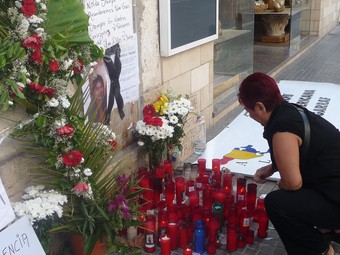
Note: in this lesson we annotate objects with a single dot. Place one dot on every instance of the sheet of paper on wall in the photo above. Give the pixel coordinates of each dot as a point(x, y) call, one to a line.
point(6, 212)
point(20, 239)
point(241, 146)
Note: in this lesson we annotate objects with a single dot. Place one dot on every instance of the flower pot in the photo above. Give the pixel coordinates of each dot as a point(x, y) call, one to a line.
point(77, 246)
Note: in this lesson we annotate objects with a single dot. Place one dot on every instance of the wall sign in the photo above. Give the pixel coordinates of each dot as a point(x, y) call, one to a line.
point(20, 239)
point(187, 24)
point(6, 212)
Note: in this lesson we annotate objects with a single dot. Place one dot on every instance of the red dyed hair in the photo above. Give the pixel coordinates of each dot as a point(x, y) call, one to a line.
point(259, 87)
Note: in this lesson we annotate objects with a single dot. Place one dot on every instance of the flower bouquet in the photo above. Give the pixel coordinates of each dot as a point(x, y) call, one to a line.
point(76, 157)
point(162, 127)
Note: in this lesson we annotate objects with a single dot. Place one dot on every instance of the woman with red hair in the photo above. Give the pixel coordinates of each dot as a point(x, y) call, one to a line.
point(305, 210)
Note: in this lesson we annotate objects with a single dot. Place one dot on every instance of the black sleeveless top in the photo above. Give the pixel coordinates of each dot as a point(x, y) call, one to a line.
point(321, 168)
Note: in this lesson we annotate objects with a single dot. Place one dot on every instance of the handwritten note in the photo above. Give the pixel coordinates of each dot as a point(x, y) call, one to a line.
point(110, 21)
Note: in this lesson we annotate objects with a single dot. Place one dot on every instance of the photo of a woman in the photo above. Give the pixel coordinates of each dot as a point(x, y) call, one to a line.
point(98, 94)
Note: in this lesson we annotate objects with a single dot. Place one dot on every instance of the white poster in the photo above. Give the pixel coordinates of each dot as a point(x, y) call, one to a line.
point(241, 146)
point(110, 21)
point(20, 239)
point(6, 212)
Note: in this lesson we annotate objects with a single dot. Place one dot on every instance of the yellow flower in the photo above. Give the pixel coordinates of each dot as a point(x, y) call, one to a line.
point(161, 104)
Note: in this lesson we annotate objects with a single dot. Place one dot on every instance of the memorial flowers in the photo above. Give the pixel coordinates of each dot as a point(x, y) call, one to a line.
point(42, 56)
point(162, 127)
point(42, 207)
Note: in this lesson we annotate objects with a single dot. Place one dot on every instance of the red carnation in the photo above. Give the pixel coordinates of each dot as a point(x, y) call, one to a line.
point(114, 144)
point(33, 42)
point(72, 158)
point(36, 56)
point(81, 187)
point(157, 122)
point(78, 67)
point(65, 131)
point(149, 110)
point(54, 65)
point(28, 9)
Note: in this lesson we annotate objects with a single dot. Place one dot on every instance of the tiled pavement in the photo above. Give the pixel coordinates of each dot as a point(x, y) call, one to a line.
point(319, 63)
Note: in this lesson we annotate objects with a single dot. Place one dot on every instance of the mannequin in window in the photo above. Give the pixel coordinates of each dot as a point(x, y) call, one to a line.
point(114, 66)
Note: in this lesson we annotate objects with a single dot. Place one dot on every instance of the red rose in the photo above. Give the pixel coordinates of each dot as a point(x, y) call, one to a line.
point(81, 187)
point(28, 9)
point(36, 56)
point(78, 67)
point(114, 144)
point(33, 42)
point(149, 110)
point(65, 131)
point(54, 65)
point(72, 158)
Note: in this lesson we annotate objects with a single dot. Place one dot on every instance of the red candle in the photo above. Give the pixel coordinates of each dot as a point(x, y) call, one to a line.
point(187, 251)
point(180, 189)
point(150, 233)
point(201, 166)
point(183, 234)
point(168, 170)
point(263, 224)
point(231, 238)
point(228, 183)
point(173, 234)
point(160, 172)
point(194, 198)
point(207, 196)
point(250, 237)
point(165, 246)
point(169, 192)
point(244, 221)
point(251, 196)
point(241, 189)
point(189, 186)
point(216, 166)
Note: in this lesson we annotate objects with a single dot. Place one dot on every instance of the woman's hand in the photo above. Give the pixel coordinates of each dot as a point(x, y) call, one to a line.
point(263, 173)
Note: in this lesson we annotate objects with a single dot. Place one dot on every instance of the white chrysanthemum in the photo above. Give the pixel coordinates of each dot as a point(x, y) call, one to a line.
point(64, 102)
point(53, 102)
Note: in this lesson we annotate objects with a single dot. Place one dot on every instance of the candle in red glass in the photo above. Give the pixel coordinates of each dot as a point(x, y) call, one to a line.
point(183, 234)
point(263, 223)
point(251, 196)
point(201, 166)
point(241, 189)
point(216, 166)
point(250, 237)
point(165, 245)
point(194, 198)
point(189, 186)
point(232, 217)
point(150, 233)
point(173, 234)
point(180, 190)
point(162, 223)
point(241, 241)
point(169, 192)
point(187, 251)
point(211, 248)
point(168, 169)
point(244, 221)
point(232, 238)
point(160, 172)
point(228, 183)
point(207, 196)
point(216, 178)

* * *

## PROBLEM TO SOLVE
Give back all the records as they stand, but with no pictures in the copy.

## SOLUTION TO THIS TASK
Note: in this lesson we annotate objects with a single dot. Place one dot on every instance of the sheet of paper on wall in the photo above. Give the pixel coordinates of each dot as a point(x, y) call, one to a line.
point(6, 212)
point(20, 239)
point(241, 146)
Note: in this lesson we annotate objects with a single dot. Place one dot on every instance of the flower pot in the photo above. Give the pixel coordinates of each dot as a point(x, y) call, one to a line.
point(77, 246)
Note: in this lesson we annotate objects with a single dot. Place one dot on every instance of the wall sign in the photo above. Give the pixel coordinates of each dot as a point(x, y) call, one to a line.
point(20, 239)
point(187, 24)
point(6, 212)
Note: in this lesson we annotate objects with a single dot. Place one dot on every instance of the red dyed hair in the photo above. Give the pixel coordinates of each dot as a point(x, y) call, one to a line.
point(259, 87)
Note: in this lesson we annotate objects with a single dot. Place one dot on every instance of the flower bouquet in the photo above. Give the pixel coordinates of each dot as a point(x, y) call, one to a line.
point(76, 157)
point(162, 127)
Note: in this lesson we annotate objects with a single dot. Place one dot on every instance of the woman with red hair in the photo above. Give the pixel coordinates of each dot as a point(x, y) call, one to a line.
point(305, 210)
Note: in this lesson we annotate objects with a single dot. Place one dot on every instance of the black sleeveless top in the photo above. Give the pixel coordinates of each dot as a point(x, y) call, one to a line.
point(321, 168)
Note: in this lesson we annotate objects with a single dot. Place one dot on every instance of the handwritten note in the photo above. Give the pixel coordinates of each dot as a point(x, y) call, one to a line.
point(110, 21)
Note: in this lesson we annotate objects with a single dot. Place one dot on every instance of the photo of a woman in the photo above. Give the pixel coordinates of each dot as a point(x, y) call, one to a line.
point(98, 94)
Note: in this lesson we annotate objects with a single dot. Place one dot on every instance of the white poster in the photo above. Give the pixel coordinates of each dot as a point(x, y) call, one to a line.
point(241, 146)
point(110, 21)
point(20, 239)
point(6, 212)
Note: in this lesson we annotate objects with a single dot. Place one dot on every instance of the yellow flower in the photo above. Give the pixel coordinates of each dot as a point(x, y) call, one to a line.
point(161, 104)
Note: in this lesson we annotate objects with a single dot. Place one dot on every instance of the memorial flowers in the photo above. Give the pixel coordinates of each dot as a point(x, y) call, one to a line.
point(42, 56)
point(162, 127)
point(42, 207)
Note: in this lesson we annotate objects with a single dot. Place one dot on every instance of the red carnation in the photo above. Give the pixel coordinates of each dot as a point(x, y) call, one to a line.
point(114, 144)
point(33, 42)
point(72, 158)
point(36, 56)
point(81, 187)
point(157, 122)
point(78, 67)
point(65, 131)
point(149, 110)
point(54, 65)
point(28, 9)
Note: in this lesson we annotate objects with a single dot. Place one dot on every instance of the tiled pavement in the photo above. Give the pixel coordinates of each dot as a point(x, y) call, one to a line.
point(319, 63)
Note: in this lesson we annotate objects with a single dot. Place one dot on every instance of the mannequin in window in the photo above. Give the pixel coordinates of each dot as a point(x, y) call, one to a line.
point(114, 66)
Note: in this lesson we annotate objects with a single dot. Place one dot on every instance of the red rose in the photo above. Give the pixel coordinates of each dot as a point(x, y) call, one to a line.
point(81, 187)
point(28, 9)
point(36, 56)
point(78, 67)
point(114, 144)
point(33, 42)
point(149, 110)
point(65, 131)
point(54, 65)
point(72, 158)
Note: in this lesson we annotate objects with a single dot. Place one dot on every instance of the red candle in the photo above. Give the pixel coordinates of each dot as a point(x, y) call, one to a line.
point(187, 251)
point(180, 189)
point(150, 233)
point(201, 166)
point(183, 234)
point(168, 170)
point(263, 224)
point(231, 238)
point(228, 183)
point(173, 234)
point(160, 172)
point(194, 198)
point(207, 196)
point(250, 237)
point(165, 246)
point(169, 192)
point(244, 221)
point(251, 196)
point(241, 189)
point(189, 186)
point(216, 166)
Note: in this lesson we annotate objects with a single dot. Place one dot on every instance of the woman's hand in the photo above. Give the pixel coordinates of each dot as a point(x, y) call, one to a line.
point(263, 173)
Note: in this lesson we annotate objects with a single dot. Place one dot on every instance of the white chrysanthemum in the photo above. Give the pixel coordinates of each dot as a point(x, y) call, one to a line.
point(64, 102)
point(53, 102)
Note: in this lesson we annotate objects with a single dot. Place one dot on every instance of the candle in red glass in the photo above. Give the pixel coordinates of each dot as a point(x, y) call, one to a line.
point(183, 234)
point(263, 223)
point(251, 196)
point(201, 166)
point(241, 189)
point(216, 166)
point(250, 237)
point(165, 245)
point(194, 198)
point(189, 186)
point(232, 217)
point(150, 233)
point(173, 234)
point(180, 190)
point(162, 223)
point(241, 241)
point(169, 192)
point(187, 251)
point(211, 248)
point(168, 169)
point(244, 221)
point(232, 238)
point(160, 172)
point(228, 183)
point(207, 196)
point(216, 178)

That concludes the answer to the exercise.